**SOURCE EXTRACT:**
□ □ □ □ □
Despite average realized commodity prices dropping 38% year over year, funds flow for the second quarter 2015 was a record for the Company at $57 million ($0.16/share) or an increase of 17% from Q2 2014. Twin Butte's strong 2015 hedge book, combined with significantly lower royalties, due both to the price drop and the continued transition to a horizontal medium and heavy oil asset base, and significantly lower operating costs all contributed to this result.
Twin Butte's commodity hedging strategy, in place over the last several years to minimize cash flow volatility, provided $25.3 million of realized gains in the second quarter, delivering the cash flow support it was designed to in a low commodity price environment. The Company has favorable hedge coverage through the second half of 2015 with approximately 6,000 bbls/d hedged at ~$80/bbl WCS Cdn (~$100/bbl WTI Cdn). In 2016 the Company has 1,000 bbls/d hedged at $65/bbl WCS Cdn along with 3,500 bbls/d of WCS:WTI differential hedged at ~$18.50/bbl Cdn.
Operations:
The Company's Q2 2015 net capital investment program of $17.0 million was focused on horizontal development in its medium oil Provost and heavy oil Lloydminster areas. The capital program included the drilling of 6 gross wells (6 net), startup of the Rosenheim North (Provost) oil and water handling facility, and procurement of materials and construction of the Sounding Lake Sparky oil battery (Provost).
Q2 production was on budget at 17,351 boepd with current production of 16,500-17,000 boepd on track with annual guidance.
Provost – Medium oil
In the second quarter Provost field netbacks, as defined as revenue minus royalties minus operating and transportation costs, increased to $32.21 per boe from $19.64 per boe in Q1 as higher commodity prices and lower operating and transportation costs improved margins. Netbacks on horizontal activity reached $39.12 per boe in the quarter.
Drilling activity resumed at Provost in late Q2 with initial production results in-line with expectations. The development program targets a combination of Dina/Cummings oil over water prospects, along with short (700m) and long (1400m) horizontal multistage frac Sparky and Lithic channel wells. Confidence in the depth and quality of the Provost area inventory continues to grow.
Per well drill, complete and equip capital costs have decreased significantly. Dina/Cummings perforated monobores which in 2014 cost ~$900k are now under $800k, Sparky multistage frac horizontals have dropped from ~$1.4 million to under $800k (700m length) due to reduced drilling times, more efficient completions and lower service costs. Land consolidation continues at Provost through crown land sales, small select property acquisitions and farm-ins.
Operating costs in Provost continue to trend lower and are expected to benefit long term from recently drilled horizontal water disposal wells which have both higher injectivity than historical vertical injectors and do not require expensive surface pumping.
Lloydminster - Heavy
In the second quarter, Lloydminster field netbacks increased to $23.07 per boe from $6.72 per boe in Q1 as, similar to Provost, higher commodity prices and lower operating and transportation costs improved margins. Netbacks on horizontal wells reached $37.24 per boe in the quarter.
Significant progress continues to be made on Lloydminster area operating and transportation costs. Relative to Q2 last year, area costs have dropped $4.24 per boe (16%) from $26.21 to $21.97 per boe due to a combination of shutting in high cost barrels, targeted capital investments, improved operational practices, increased horizontal production and rate reductions in goods and services. Cost savings are expected to continue as the Company's transitions its heavy asset base away from scattered vertical production to more concentrated horizontal development.
□ □ □ □ □
[Point-based annotation records]
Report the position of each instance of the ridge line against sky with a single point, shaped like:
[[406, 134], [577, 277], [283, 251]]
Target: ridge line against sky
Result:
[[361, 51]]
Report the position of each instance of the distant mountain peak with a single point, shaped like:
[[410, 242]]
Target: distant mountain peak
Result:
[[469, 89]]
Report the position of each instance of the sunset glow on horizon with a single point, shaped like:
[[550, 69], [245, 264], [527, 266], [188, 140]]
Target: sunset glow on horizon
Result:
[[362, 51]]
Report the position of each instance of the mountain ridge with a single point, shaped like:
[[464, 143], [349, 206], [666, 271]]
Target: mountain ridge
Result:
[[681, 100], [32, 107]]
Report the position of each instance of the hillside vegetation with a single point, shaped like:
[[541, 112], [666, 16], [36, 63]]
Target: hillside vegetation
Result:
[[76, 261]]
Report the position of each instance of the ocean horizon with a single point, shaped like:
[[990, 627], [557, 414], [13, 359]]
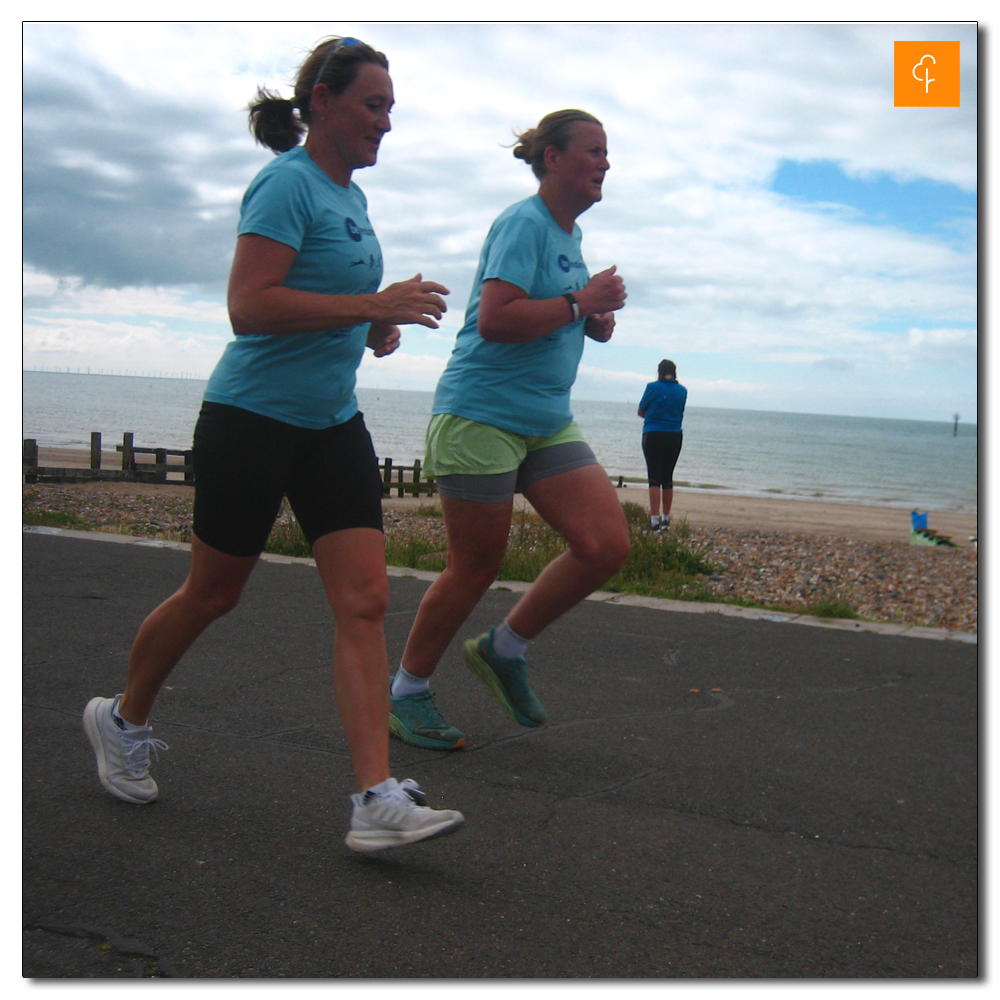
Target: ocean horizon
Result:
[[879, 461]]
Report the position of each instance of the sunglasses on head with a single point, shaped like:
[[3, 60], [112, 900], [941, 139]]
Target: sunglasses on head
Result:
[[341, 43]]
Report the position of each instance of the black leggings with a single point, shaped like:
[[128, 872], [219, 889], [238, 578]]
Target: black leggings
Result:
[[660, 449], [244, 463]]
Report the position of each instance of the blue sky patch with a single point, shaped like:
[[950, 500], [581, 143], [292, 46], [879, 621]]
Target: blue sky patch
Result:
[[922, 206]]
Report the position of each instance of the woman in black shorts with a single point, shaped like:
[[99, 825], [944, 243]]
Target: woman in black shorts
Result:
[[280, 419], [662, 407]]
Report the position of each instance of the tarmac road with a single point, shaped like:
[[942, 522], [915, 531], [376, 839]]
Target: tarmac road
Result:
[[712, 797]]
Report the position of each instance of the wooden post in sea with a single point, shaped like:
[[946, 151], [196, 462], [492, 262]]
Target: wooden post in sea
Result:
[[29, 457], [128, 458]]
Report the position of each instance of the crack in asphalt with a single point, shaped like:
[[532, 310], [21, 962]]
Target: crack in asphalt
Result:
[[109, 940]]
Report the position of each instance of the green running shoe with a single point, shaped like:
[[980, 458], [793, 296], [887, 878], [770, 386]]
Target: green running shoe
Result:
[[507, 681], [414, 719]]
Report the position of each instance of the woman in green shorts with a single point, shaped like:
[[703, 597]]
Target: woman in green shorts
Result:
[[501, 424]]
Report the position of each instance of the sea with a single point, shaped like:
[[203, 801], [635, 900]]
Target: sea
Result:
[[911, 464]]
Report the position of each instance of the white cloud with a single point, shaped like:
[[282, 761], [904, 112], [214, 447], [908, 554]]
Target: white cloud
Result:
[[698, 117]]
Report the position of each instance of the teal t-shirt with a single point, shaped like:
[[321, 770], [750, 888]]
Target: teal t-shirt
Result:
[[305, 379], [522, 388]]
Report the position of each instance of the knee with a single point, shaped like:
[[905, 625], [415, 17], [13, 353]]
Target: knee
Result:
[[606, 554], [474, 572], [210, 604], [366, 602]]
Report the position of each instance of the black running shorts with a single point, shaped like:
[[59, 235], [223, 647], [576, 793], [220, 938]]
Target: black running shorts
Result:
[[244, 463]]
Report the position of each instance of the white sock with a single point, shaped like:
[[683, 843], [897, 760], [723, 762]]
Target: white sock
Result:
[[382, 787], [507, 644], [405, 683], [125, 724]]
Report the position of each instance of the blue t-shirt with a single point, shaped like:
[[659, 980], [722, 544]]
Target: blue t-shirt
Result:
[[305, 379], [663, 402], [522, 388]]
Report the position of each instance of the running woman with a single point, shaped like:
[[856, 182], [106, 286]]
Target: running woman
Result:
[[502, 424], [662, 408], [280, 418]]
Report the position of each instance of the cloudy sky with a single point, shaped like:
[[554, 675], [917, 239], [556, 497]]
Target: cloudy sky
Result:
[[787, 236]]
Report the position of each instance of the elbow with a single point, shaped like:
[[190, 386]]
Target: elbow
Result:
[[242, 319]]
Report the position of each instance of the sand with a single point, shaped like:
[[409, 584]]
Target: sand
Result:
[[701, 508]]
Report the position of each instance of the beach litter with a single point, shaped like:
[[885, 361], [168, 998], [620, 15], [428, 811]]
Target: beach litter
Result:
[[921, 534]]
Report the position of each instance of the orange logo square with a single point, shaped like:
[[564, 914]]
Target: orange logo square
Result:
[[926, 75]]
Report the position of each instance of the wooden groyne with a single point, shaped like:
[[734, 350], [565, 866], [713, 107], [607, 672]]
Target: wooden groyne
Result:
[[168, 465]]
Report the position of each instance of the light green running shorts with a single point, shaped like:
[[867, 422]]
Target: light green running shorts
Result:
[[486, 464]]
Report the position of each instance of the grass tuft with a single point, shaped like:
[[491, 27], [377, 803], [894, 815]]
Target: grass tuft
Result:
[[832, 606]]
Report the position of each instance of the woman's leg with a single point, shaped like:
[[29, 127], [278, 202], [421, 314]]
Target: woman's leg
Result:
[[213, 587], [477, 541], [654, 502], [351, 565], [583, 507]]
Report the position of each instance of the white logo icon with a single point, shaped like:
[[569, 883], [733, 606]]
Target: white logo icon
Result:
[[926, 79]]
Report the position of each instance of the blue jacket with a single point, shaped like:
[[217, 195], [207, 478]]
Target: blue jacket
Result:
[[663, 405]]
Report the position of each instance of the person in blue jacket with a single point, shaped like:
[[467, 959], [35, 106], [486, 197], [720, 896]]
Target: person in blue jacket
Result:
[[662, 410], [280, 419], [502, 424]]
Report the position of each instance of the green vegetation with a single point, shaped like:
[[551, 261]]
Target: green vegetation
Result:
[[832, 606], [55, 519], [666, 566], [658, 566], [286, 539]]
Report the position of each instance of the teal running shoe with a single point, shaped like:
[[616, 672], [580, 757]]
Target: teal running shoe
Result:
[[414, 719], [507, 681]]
□ □ □ □ □
**GIVEN EXERCISE:** Continue the Twin Butte quarterly report from its last sentence on Lloydminster costs. These records are separate material and do not belong to the Twin Butte quarterly report.

**RESPONSE TO THE EXERCISE:**
Per well drill, complete and equip capital costs continue to decrease with the drill, complete and equip costs of single lateral horizontals in the heavy area now estimated at ~$800k compared to $1.25 million a year ago. Cost savings are related to quicker drill times, removal of slotted liners in the horizontal section and service cost reductions.
Multilateral drilling, though in its infancy in the Lloydminster area, continues to show significant promise in further reducing per lateral costs. In combination with lower capital costs adding this technology to the Company's tool kit has significantly increased the potential inventory on existing Twin Butte lands.
Longer term waterflood projects at both Wildmere and Freemont are expected to reduce overall heavy oil decline rates. These projects are currently scheduled for implementation in early 2016.
Outlook
Q2 2015 has seen Twin Butte continue to make significant progress along the transition path to a lower cost, more predictable, conventional medium and heavy oil producer. No material changes are anticipated for the balance of the 2015 capital budget or 2015 guidance.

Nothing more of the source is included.